Skip any picture you find and retype all the remaining lines exactly.

-=-=-=-=-

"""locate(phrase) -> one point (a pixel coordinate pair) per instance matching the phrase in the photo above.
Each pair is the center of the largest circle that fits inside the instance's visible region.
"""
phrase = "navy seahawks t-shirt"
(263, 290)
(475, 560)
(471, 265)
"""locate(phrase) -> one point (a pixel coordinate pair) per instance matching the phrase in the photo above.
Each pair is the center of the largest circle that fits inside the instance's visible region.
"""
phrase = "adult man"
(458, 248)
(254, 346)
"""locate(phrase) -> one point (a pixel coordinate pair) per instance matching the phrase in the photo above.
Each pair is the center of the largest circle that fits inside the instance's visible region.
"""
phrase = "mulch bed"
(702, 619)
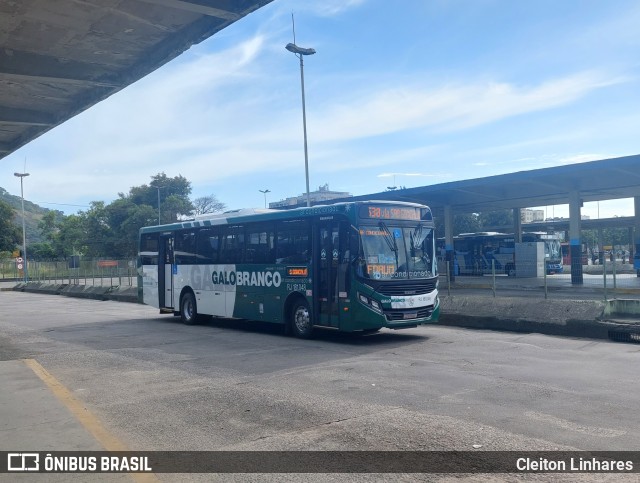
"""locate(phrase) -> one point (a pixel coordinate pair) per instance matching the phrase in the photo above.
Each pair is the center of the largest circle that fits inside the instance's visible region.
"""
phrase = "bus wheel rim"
(188, 309)
(302, 320)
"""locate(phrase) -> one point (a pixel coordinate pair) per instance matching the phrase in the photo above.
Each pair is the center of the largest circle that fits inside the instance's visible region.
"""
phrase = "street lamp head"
(299, 50)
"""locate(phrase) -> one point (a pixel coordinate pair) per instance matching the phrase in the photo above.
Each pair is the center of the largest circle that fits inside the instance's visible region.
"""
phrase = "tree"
(10, 234)
(173, 194)
(466, 223)
(493, 220)
(207, 204)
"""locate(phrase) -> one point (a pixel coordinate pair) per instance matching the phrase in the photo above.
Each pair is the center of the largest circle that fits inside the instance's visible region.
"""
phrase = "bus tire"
(300, 322)
(188, 309)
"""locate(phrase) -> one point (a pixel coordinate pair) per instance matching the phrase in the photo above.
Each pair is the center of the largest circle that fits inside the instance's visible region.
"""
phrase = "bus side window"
(292, 245)
(185, 247)
(233, 244)
(260, 244)
(149, 249)
(207, 247)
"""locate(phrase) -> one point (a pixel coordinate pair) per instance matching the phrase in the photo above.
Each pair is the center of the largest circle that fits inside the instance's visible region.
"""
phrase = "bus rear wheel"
(301, 319)
(188, 309)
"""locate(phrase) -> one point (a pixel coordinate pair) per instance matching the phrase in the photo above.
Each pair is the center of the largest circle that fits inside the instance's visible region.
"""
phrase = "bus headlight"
(372, 304)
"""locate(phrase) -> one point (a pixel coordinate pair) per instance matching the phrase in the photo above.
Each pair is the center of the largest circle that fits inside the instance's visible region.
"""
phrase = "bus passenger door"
(332, 237)
(165, 271)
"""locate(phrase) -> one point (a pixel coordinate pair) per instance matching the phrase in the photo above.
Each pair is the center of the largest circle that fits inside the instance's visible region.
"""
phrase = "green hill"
(32, 215)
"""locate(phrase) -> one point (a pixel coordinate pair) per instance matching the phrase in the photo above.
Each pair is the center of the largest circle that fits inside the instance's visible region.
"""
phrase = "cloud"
(392, 175)
(451, 107)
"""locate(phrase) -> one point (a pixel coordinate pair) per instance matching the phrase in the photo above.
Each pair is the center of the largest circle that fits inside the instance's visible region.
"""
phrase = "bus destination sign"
(389, 212)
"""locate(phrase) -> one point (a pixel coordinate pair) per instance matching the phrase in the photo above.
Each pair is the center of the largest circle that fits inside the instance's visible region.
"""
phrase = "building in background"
(527, 215)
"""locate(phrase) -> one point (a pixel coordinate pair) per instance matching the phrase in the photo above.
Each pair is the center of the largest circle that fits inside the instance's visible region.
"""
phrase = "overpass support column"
(517, 225)
(636, 252)
(448, 241)
(574, 238)
(600, 246)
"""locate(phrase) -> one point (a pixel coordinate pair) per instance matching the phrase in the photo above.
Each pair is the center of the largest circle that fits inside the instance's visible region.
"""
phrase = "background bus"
(356, 266)
(552, 249)
(475, 252)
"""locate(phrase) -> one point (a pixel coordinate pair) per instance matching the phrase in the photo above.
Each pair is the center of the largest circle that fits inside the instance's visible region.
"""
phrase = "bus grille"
(405, 288)
(408, 315)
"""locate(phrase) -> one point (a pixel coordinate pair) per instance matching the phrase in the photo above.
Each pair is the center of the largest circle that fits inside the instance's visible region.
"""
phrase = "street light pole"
(264, 192)
(158, 188)
(299, 52)
(24, 231)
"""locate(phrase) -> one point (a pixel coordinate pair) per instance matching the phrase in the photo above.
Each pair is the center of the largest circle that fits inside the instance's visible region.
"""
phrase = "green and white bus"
(357, 266)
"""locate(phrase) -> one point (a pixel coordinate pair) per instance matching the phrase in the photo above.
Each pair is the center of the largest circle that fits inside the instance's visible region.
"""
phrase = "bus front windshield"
(553, 250)
(397, 252)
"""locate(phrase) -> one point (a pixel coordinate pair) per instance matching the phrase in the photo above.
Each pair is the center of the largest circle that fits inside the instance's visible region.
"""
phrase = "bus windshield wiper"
(388, 237)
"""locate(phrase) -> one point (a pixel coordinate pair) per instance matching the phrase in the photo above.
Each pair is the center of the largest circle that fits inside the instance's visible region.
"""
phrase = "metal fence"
(76, 271)
(607, 281)
(610, 280)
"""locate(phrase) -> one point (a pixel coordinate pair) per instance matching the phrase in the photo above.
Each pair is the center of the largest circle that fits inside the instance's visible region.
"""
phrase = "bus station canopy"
(605, 179)
(60, 57)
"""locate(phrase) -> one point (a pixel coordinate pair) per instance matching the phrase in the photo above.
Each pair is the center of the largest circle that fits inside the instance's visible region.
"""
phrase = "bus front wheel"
(188, 309)
(301, 319)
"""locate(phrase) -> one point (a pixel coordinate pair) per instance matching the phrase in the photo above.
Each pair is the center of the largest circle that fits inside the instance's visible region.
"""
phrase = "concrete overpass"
(60, 57)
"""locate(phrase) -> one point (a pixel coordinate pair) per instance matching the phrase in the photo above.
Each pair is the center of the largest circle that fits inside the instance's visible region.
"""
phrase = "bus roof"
(259, 214)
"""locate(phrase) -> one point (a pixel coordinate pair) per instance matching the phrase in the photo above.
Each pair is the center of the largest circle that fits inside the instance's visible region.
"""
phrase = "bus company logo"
(23, 462)
(247, 279)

-=-=-=-=-

**Final answer:**
"""locate(phrase) -> one point (a pixel coordinate pair) per instance matching the phrase in the photo above.
Each pair is the center of the largest circle that fits inside the instance's visible region.
"""
phrase = "navy seahawks t-shirt"
(263, 290)
(475, 560)
(471, 265)
"""locate(phrase) -> one point (a pixel coordinate pair) per instance matching the phrase in the photo above.
Each pair is the center of the largest circle that fits inside the instance's visible region.
"""
phrase = "adult man"
(458, 248)
(254, 346)
"""locate(phrase) -> one point (a pixel coordinate pair) per instance matching the phrase in the photo above.
Each pair is the center of the largest circle that fits inside the instance's visible region.
"""
phrase = "mulch bed"
(702, 619)
"""locate(phrase) -> one point (a pixel coordinate pair) per instance matching the phrase in the photo above.
Each pair is the center of the largest circle that fits inside the instance's visible region.
"""
phrase = "bus wheel rim"
(188, 309)
(302, 320)
"""locate(phrase) -> one point (a pixel coordinate pair) per instance matching the phrase in the photo above.
Each pair is the center of the largest circle that fits inside the instance's visible region.
"""
phrase = "street lamp head"
(299, 50)
"""locate(phrase) -> one point (a pixel coordinate pair) per instance matching the phrase in the photo above.
Each pair is the center of the largest circle that fits inside the instance's visible region.
"""
phrase = "tree"
(10, 234)
(173, 194)
(466, 223)
(493, 220)
(207, 204)
"""locate(phrase) -> one point (a pixel coordinate pair) per instance matching the phrase in the photo above.
Each pair is the center of the largest circle that fits inside the instance's visible region.
"""
phrase = "bus tire"
(300, 322)
(188, 309)
"""locate(phrase) -> one point (a pixel coordinate pair) per instance matching the phrase in the photo above.
Each pair is the center of the largest circle that fits inside the instance's visible region.
"""
phrase = "bus side window"
(292, 245)
(185, 247)
(233, 244)
(260, 244)
(149, 249)
(207, 247)
"""locate(phrase) -> one point (a pixel coordinate pair) per instance matching the phrase in the photo above.
Each pair is the center of the largest circle that fits inside the instance's visible region.
"""
phrase = "bus rear wheel"
(301, 319)
(188, 309)
"""locate(phrase) -> one point (a pixel coordinate pair) per instance matching the phrase in the photo above.
Each pair is the center of the largest circle that fits inside the instance's visible region.
"""
phrase = "bus headlight"
(372, 304)
"""locate(phrase) -> one point (a pixel coordinate pair) per instance matching the phrase in the photo above.
Each pair is the center of the largest circle that fits inside the instance's visible region.
"""
phrase = "bus passenger door"
(332, 237)
(165, 271)
"""locate(phrase) -> one point (a pixel coordinate pair) per instance matching the phrase in the photo above.
Each pair is the center of the largest circle that fits inside the instance's visible region.
"""
phrase = "green hill"
(32, 215)
"""locate(phrase) -> one point (a pixel coordinate pair) per instance matching the phrase in the photo above.
Each pair is the center of the largest circle that fits inside the instance's visible region.
"""
phrase = "cloud"
(392, 175)
(451, 107)
"""locate(phrase) -> one point (a pixel coordinate pair) per instance matching the phrase in the photo above.
Each pair is the center of the largest circle that fits inside the instance's visible region.
"""
phrase = "bus destination sign"
(389, 212)
"""locate(phrase) -> one point (a pixel coordinate pair) per instance matching the phrase in the photo above.
Each pair is the center of the largest circle that fits inside the instance's visible region.
"""
phrase = "building in background"
(527, 215)
"""locate(phrase) -> one point (a pixel coordinate pair) per instance matching the phrase in the photo above.
Each pair is the center of the largest circle that fits inside the instance's visible region.
"""
phrase = "overpass support column"
(517, 225)
(636, 252)
(448, 241)
(574, 238)
(600, 246)
"""locate(phrase) -> one point (a pixel coordinate pair) per instance matching the phrase in the photo above.
Each pair is the center of the largest circle that fits inside the instance's visible region.
"""
phrase = "background bus"
(356, 266)
(552, 249)
(475, 252)
"""locate(phrase) -> one point (a pixel coordinate pair) per instance matching the phrase in the photo above.
Each pair is the center of the largest circle that fits inside the instance's visible region.
"""
phrase = "bus grille"
(405, 288)
(408, 315)
"""locate(phrase) -> one point (a pixel coordinate pair) per instance matching the phrase in the photo above.
Each pair is the center of the largest circle that fits inside the instance's visible region.
"""
phrase = "street light pole"
(264, 192)
(158, 188)
(299, 52)
(24, 231)
"""locate(phrase) -> one point (a pixel coordinate pair) per instance matching the phrase in the photo above.
Each pair is the center of the largest circle that fits inside the instance's visible region.
"""
phrase = "green and white bus"
(357, 266)
"""locate(phrase) -> one point (a pixel coordinate pair) per instance matching the phrase in the photo above.
Each pair is the center of the largest circle that fits inside the instance's visible region.
"""
phrase = "bus front windshield"
(553, 250)
(397, 252)
"""locate(phrase) -> one point (a pixel coordinate pair) per instance matching the phrase in the photo above.
Each pair is the center of the largest circle that fits inside the instance's visible region.
"""
phrase = "bus windshield wiper"
(388, 237)
"""locate(phrase) -> one point (a pixel coordinate pair) per instance matching the phrase in the photo above.
Each pair is the center of the largest circle that fits inside the instance's visible region.
"""
phrase = "metal fence"
(76, 271)
(607, 281)
(610, 280)
"""locate(phrase) -> one point (a pixel coordinate pair) per instance matching the phrase in the photo above.
Each pair is the center of the largest circle that fits inside the instance's visible region.
"""
phrase = "bus station canopy"
(605, 179)
(60, 57)
"""locate(phrase) -> one point (a pixel coordinate pair) per instance matching the phrase in the photo above.
Each pair is the center of the largest circle that fits inside the instance's visible region.
"""
phrase = "bus front wheel"
(188, 309)
(301, 319)
"""locate(phrase) -> one point (a pixel coordinate pair) per instance matching the phrase in the photo above.
Each pair is the center of the largest circle that fits inside the instance's visible region.
"""
phrase = "concrete overpass"
(60, 57)
"""locate(phrase) -> one point (a pixel coordinate pair) per instance matching the phrase in the photo above.
Each pair is the center of the largest circle that fits inside the instance's visible region.
"""
phrase = "bus roof"
(259, 214)
"""locate(phrase) -> one point (a pixel coordinate pair) per instance matching the phrase in the photo above.
Each pair is the center of the largest circle that fits inside the instance's visible region.
"""
phrase = "bus company logo"
(23, 462)
(247, 279)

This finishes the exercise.